AVAILABLE DATA:

+===+

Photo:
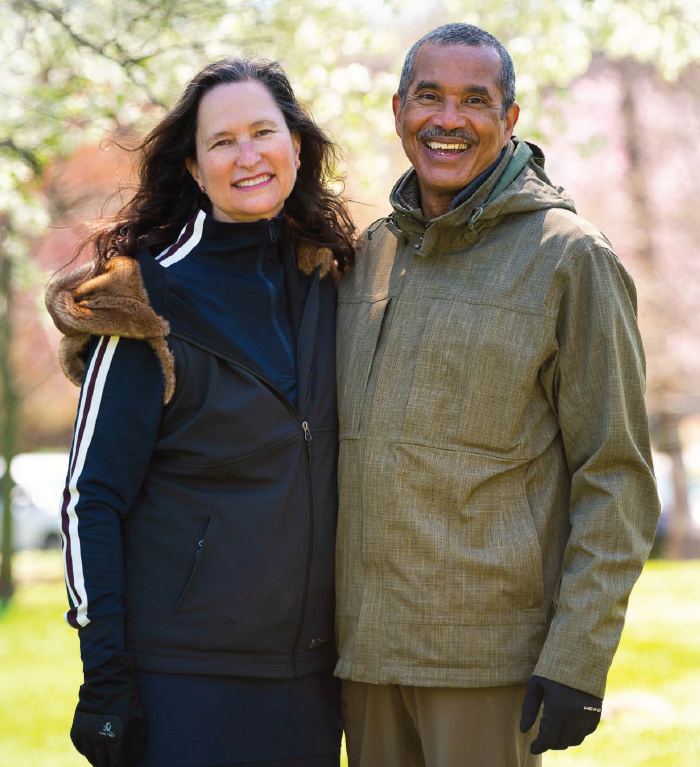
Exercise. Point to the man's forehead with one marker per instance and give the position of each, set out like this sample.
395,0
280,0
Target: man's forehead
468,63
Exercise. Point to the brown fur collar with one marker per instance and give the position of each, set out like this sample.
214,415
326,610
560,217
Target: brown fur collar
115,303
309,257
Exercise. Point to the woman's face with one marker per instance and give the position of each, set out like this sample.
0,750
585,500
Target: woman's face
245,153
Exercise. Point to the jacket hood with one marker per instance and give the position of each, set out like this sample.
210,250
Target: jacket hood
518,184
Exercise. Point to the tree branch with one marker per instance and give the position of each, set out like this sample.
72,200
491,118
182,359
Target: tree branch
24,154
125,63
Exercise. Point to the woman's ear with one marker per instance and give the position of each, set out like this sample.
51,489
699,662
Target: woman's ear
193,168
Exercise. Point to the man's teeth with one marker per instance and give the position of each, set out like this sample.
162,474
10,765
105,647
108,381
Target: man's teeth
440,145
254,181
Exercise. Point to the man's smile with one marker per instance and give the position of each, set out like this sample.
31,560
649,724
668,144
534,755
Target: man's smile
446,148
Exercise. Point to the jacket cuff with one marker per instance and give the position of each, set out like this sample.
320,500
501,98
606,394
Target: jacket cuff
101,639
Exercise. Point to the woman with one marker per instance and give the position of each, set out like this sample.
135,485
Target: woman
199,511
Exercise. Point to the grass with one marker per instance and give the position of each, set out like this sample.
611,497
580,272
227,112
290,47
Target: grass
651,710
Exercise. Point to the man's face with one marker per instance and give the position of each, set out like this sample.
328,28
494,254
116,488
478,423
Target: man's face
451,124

+===+

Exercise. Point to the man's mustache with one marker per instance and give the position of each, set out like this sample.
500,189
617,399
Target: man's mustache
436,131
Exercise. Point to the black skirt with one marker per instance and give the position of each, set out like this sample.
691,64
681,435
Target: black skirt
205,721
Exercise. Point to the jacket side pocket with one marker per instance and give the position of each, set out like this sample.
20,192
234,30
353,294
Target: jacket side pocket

+===+

DO THIS: Convert the lines from the one containing "Exercise. Point to the jacket side" through the one containing "Target: jacket side pocket" into a JSON list of strings, one string per line, with blank lines omitted.

REPLY:
[
  "Exercise. Point to the jacket side pocket with one marker per instance and give the position of each, set out like this sample.",
  "20,192",
  "234,30",
  "353,294",
  "Target: jacket side pocket"
]